◆ Extracted records:
[Start of section]

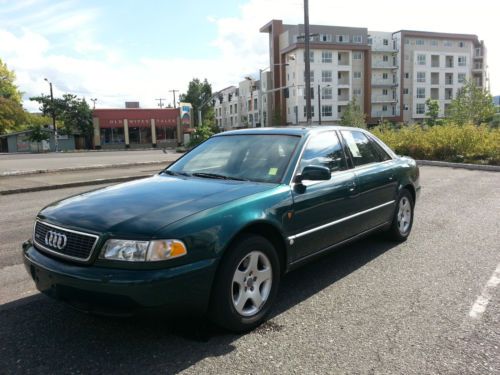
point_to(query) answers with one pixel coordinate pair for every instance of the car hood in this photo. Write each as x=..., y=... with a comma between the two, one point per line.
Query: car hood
x=142, y=207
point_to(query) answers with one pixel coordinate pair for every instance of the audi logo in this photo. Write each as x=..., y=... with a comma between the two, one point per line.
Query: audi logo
x=56, y=240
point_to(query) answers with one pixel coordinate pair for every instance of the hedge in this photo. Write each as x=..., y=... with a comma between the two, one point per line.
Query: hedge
x=449, y=142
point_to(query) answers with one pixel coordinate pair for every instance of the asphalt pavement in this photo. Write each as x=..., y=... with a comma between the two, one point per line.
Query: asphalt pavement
x=373, y=307
x=10, y=163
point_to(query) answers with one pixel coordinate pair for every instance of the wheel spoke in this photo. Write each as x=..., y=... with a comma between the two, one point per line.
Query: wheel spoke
x=240, y=303
x=257, y=298
x=239, y=277
x=263, y=275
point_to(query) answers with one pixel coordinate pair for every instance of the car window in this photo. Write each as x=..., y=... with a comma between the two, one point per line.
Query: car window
x=324, y=150
x=257, y=157
x=361, y=148
x=382, y=153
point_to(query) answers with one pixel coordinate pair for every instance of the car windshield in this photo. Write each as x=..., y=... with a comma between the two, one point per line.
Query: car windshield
x=261, y=158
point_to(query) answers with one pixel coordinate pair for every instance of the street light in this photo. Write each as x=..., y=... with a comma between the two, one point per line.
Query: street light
x=319, y=102
x=267, y=91
x=56, y=142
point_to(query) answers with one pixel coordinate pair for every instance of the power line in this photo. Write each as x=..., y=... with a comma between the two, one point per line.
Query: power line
x=160, y=100
x=173, y=92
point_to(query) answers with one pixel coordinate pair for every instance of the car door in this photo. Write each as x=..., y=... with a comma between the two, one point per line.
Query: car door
x=320, y=207
x=375, y=179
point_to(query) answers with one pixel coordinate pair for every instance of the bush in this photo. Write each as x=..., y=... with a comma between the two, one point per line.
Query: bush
x=449, y=142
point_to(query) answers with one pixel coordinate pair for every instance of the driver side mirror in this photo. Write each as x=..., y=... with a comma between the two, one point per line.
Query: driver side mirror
x=313, y=173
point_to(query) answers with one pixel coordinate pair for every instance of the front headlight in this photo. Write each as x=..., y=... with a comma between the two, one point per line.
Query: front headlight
x=141, y=251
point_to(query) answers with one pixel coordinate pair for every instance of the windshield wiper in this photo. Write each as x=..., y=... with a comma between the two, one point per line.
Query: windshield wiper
x=172, y=173
x=219, y=176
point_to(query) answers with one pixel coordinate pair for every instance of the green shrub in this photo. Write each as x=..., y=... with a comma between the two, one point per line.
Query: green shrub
x=449, y=142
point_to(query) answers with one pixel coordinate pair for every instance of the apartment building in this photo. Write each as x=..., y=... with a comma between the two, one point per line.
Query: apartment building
x=240, y=107
x=391, y=74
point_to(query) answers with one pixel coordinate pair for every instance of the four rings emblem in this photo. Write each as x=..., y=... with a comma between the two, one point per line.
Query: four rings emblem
x=55, y=239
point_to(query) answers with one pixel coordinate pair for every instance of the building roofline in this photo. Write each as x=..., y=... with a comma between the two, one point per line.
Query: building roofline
x=435, y=34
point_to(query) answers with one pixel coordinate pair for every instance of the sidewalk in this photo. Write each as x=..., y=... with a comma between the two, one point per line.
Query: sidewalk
x=58, y=180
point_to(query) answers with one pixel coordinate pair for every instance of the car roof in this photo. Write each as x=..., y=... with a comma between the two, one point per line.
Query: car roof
x=287, y=130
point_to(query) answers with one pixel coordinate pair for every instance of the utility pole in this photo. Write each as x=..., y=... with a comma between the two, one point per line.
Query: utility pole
x=173, y=92
x=307, y=62
x=54, y=126
x=160, y=100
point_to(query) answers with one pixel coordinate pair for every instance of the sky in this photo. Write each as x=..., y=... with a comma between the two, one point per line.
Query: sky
x=124, y=50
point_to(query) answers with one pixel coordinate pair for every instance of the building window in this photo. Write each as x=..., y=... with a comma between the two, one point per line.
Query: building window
x=326, y=93
x=326, y=76
x=343, y=38
x=305, y=111
x=311, y=56
x=326, y=56
x=311, y=76
x=326, y=111
x=325, y=37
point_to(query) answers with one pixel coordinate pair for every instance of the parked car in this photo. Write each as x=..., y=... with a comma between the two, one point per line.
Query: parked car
x=215, y=231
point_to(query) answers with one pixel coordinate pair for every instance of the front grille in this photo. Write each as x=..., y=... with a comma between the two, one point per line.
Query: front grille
x=77, y=245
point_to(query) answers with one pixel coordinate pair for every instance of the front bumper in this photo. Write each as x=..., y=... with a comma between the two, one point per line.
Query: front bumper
x=122, y=292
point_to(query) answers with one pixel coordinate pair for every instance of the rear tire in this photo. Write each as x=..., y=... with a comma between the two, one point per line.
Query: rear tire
x=246, y=284
x=402, y=221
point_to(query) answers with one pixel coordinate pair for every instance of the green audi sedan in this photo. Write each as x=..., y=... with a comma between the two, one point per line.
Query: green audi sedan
x=214, y=232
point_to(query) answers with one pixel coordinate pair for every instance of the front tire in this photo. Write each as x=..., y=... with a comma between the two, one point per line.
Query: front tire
x=402, y=221
x=246, y=284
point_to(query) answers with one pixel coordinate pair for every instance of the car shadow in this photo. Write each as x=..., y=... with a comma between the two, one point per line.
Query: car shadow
x=39, y=335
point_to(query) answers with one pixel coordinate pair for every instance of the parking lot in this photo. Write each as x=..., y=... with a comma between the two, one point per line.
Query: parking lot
x=373, y=307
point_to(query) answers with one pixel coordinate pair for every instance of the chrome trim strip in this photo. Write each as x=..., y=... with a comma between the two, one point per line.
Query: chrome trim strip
x=292, y=238
x=66, y=230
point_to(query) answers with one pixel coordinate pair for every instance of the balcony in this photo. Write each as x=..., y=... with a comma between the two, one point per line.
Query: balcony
x=383, y=114
x=384, y=65
x=384, y=83
x=383, y=99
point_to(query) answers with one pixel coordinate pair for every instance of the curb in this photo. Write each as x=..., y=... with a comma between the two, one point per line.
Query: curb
x=472, y=167
x=87, y=167
x=100, y=181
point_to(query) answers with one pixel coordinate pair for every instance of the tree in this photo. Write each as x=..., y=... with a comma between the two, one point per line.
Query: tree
x=353, y=115
x=473, y=105
x=198, y=94
x=12, y=114
x=38, y=134
x=432, y=111
x=74, y=114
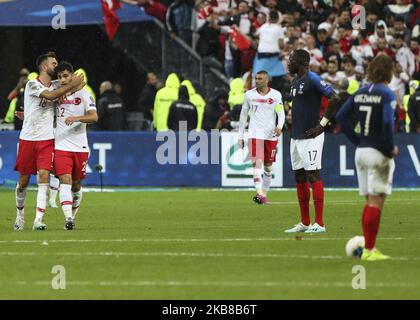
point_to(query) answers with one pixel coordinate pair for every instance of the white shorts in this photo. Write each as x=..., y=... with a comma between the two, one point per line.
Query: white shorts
x=307, y=153
x=374, y=172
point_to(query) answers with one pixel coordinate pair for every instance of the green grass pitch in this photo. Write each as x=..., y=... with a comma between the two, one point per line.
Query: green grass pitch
x=201, y=244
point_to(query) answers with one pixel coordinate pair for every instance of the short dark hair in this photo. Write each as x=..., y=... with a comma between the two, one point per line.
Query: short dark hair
x=44, y=57
x=399, y=19
x=302, y=57
x=263, y=72
x=63, y=66
x=380, y=69
x=274, y=15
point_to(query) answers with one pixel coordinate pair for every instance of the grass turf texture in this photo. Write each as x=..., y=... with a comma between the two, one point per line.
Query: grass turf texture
x=141, y=247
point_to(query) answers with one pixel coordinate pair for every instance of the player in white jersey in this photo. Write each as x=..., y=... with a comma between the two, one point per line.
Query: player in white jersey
x=264, y=105
x=36, y=141
x=71, y=144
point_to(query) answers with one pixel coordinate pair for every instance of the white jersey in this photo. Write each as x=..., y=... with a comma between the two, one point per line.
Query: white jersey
x=74, y=137
x=263, y=110
x=38, y=124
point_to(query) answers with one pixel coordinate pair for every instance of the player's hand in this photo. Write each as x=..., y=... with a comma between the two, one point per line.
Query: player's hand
x=78, y=81
x=70, y=120
x=314, y=132
x=19, y=115
x=395, y=151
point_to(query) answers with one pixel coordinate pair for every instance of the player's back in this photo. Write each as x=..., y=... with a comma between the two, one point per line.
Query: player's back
x=374, y=108
x=38, y=112
x=73, y=137
x=306, y=93
x=263, y=113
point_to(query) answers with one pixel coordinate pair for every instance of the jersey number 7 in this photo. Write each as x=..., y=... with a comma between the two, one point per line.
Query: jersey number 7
x=368, y=110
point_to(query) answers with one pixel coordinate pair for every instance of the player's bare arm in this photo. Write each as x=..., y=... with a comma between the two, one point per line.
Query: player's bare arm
x=330, y=112
x=90, y=117
x=76, y=82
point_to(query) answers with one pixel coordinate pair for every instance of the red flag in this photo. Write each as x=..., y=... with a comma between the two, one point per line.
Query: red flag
x=112, y=22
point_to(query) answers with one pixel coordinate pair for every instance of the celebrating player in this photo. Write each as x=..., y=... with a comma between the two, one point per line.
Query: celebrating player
x=308, y=138
x=265, y=104
x=71, y=145
x=36, y=140
x=374, y=106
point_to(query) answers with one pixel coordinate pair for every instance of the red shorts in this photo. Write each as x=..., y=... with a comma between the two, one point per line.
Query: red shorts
x=262, y=150
x=34, y=155
x=74, y=163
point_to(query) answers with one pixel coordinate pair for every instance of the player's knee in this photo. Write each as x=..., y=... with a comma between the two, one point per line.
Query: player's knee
x=300, y=176
x=76, y=186
x=23, y=181
x=268, y=168
x=43, y=176
x=313, y=176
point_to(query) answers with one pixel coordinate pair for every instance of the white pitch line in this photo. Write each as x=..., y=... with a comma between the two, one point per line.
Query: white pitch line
x=176, y=283
x=191, y=254
x=304, y=238
x=349, y=202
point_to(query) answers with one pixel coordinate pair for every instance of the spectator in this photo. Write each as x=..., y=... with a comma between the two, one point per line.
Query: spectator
x=270, y=5
x=178, y=20
x=333, y=54
x=236, y=93
x=86, y=87
x=268, y=55
x=381, y=32
x=401, y=10
x=148, y=94
x=383, y=48
x=314, y=52
x=415, y=49
x=414, y=110
x=163, y=100
x=182, y=110
x=362, y=49
x=152, y=7
x=348, y=65
x=400, y=28
x=197, y=100
x=208, y=44
x=288, y=6
x=333, y=76
x=215, y=109
x=110, y=109
x=404, y=56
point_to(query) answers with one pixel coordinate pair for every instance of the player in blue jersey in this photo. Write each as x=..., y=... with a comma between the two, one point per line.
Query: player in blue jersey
x=307, y=140
x=374, y=107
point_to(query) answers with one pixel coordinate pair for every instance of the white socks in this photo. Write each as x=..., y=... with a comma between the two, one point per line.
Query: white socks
x=54, y=185
x=258, y=180
x=267, y=176
x=41, y=201
x=66, y=200
x=77, y=199
x=20, y=202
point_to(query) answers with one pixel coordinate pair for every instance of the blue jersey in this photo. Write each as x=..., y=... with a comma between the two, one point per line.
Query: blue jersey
x=306, y=93
x=374, y=107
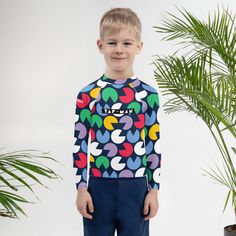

[End of section]

◆ Aim of the task:
All lines above between those holding "Query: building window" and "of the rear", inclusive, must be set down unchanged, and no other line may be included.

◆ Solution for this exercise:
Query: building window
x=326, y=93
x=326, y=76
x=343, y=38
x=305, y=111
x=311, y=56
x=326, y=56
x=311, y=76
x=326, y=111
x=325, y=37
point_to(query) answers with one pixel coordinate pair for every instance of the parked car in this photo. Write each as x=..., y=... with a comma between the two, one point per line.
Query: parked car
x=215, y=231
point_to(query) answers with one pixel coordinate pair for every instance of the front grille in this photo. Write each as x=..., y=... with a comma between the two, one point per line.
Query: front grille
x=77, y=245
point_to(query) answers with one pixel coordinate pair for every instance of the front bumper in this photo. Write each as x=..., y=... with a comma between the two, one point per line.
Query: front bumper
x=122, y=292
point_to(query) answers with one pixel coordinate pair for every instance of the rear tire in this photo. Write each as x=..., y=... with a comma between the two, one point per line.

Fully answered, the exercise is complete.